#### [Dataset records]
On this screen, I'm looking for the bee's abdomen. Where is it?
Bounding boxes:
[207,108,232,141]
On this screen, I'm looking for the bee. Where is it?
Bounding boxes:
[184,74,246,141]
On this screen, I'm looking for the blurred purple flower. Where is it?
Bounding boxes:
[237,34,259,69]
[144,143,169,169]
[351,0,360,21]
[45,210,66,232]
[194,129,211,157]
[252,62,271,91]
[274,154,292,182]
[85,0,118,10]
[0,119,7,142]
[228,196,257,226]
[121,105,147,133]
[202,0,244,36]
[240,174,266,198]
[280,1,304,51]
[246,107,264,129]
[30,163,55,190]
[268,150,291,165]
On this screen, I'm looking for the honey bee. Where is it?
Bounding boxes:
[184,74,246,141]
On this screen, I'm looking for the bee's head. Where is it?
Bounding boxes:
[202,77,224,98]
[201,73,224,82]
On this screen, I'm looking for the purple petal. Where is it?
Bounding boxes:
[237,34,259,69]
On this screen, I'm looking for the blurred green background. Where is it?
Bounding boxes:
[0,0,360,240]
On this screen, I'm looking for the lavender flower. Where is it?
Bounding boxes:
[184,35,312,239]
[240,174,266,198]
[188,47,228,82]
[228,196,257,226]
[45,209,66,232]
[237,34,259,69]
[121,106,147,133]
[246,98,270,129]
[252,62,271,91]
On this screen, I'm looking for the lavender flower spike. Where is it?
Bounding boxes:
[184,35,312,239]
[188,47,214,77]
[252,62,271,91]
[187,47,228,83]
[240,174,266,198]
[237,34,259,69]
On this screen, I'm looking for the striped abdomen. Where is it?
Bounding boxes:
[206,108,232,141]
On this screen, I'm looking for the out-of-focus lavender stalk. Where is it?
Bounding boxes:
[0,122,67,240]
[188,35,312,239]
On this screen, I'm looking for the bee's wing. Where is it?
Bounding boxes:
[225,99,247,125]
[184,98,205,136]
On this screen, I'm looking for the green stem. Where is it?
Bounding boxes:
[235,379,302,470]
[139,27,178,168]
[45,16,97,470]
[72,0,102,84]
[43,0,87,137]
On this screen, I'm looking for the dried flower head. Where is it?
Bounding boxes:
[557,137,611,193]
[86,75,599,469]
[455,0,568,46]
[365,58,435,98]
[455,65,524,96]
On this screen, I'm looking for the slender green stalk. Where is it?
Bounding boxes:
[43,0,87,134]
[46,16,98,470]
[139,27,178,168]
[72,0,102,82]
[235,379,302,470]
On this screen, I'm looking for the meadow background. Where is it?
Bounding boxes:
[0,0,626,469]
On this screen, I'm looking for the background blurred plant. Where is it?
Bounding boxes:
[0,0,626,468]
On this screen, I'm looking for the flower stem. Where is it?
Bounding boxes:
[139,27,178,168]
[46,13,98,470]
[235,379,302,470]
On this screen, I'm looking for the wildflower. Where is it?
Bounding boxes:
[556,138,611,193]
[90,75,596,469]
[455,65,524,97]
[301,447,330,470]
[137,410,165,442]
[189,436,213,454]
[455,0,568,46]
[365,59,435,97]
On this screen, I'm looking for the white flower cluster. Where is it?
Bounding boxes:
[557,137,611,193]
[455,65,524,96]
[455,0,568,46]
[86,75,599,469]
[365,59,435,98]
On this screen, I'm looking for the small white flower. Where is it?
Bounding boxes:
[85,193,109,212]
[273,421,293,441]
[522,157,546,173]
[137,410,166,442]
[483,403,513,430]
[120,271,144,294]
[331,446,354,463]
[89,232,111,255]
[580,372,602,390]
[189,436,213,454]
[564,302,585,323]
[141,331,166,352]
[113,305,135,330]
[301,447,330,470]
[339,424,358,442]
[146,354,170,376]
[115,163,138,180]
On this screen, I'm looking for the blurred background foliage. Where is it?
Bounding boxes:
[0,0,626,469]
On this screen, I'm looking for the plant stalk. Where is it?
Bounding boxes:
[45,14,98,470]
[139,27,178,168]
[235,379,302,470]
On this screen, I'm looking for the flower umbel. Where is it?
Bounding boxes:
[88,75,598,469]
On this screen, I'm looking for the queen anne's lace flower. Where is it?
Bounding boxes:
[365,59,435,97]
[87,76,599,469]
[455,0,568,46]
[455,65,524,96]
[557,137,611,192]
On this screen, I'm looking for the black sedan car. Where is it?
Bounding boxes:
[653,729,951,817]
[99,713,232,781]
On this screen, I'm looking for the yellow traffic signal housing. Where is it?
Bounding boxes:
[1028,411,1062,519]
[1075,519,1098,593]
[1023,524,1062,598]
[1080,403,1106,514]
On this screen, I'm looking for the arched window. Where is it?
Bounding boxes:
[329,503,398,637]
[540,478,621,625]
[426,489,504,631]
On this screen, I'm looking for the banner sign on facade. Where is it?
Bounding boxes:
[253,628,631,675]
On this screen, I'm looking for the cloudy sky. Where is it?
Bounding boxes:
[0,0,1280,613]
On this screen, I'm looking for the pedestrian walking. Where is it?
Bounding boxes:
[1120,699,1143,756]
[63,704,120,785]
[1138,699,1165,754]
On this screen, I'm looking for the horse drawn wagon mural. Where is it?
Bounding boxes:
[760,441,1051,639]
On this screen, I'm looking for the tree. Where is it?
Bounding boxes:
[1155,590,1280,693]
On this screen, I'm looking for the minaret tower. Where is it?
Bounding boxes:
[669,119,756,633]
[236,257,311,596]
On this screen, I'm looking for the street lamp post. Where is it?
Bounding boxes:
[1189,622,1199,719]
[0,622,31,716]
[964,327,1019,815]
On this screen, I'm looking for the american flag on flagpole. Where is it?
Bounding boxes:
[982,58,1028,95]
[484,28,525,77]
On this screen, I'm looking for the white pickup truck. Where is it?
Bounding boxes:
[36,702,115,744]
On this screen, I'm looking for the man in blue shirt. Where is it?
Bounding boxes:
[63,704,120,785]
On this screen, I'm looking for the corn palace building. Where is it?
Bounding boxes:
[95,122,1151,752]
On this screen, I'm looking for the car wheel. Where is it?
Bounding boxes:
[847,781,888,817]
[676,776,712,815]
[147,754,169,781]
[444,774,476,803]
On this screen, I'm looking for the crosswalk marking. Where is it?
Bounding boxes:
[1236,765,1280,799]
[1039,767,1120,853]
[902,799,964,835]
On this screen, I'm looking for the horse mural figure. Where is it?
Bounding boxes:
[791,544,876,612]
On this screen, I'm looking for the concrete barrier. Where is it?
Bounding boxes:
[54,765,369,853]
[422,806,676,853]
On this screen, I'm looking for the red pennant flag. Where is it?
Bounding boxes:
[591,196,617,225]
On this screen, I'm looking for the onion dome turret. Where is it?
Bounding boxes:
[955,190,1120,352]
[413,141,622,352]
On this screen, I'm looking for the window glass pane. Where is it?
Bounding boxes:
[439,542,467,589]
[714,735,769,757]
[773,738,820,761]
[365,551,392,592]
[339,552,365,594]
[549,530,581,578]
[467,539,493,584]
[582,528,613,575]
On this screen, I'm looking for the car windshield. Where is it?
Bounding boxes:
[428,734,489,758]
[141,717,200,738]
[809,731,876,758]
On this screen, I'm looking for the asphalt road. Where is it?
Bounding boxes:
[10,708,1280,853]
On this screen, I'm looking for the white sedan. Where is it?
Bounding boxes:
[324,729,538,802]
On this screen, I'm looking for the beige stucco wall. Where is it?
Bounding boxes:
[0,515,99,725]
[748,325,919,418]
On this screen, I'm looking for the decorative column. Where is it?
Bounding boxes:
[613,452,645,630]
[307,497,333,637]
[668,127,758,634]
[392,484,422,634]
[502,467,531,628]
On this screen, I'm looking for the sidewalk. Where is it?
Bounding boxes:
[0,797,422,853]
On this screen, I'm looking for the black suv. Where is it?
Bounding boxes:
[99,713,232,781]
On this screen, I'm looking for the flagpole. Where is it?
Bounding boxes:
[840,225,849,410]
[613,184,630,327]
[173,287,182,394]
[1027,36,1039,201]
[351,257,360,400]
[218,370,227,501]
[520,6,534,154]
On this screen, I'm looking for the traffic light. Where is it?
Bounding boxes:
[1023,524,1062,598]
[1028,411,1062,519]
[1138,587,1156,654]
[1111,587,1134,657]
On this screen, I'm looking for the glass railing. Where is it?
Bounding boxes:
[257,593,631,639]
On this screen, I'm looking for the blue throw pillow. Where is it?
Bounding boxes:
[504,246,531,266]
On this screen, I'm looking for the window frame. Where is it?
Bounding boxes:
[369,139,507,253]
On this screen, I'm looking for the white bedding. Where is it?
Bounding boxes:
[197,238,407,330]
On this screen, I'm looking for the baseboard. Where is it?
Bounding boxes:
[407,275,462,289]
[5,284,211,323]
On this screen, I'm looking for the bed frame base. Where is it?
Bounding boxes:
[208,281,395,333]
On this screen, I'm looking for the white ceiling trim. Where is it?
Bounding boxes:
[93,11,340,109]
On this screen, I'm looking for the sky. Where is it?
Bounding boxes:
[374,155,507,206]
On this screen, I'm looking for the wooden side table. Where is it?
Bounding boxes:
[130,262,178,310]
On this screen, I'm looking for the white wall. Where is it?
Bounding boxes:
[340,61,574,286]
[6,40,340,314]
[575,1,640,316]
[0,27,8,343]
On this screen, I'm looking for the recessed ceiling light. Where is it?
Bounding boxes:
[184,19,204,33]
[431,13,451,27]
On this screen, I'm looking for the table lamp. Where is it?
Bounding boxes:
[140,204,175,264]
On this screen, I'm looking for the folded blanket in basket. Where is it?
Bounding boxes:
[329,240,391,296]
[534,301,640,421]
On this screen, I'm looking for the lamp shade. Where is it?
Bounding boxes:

#### [Problem statement]
Shift every bounding box coordinate up by 99 and write out the data from the line with "On this screen, I'm looking for the horse drawn" to the line with "[964,327,1019,815]", both ends and the requests included.

#### [Reply]
On this screen, I'm looking for the horse drawn wagon mural. Where is it?
Bounding boxes:
[859,540,1150,738]
On this screen, I'm looking for the tree. Where is it?
Bounding boxes:
[1254,689,1379,792]
On this screen, I'm looking for the minaret tower. Where is it?
Bounding boxes:
[768,218,855,732]
[335,356,410,695]
On this screen, I'm looking for the street lamp post. Where is it?
Bounding boxes:
[1288,721,1298,818]
[99,721,130,815]
[1063,426,1118,914]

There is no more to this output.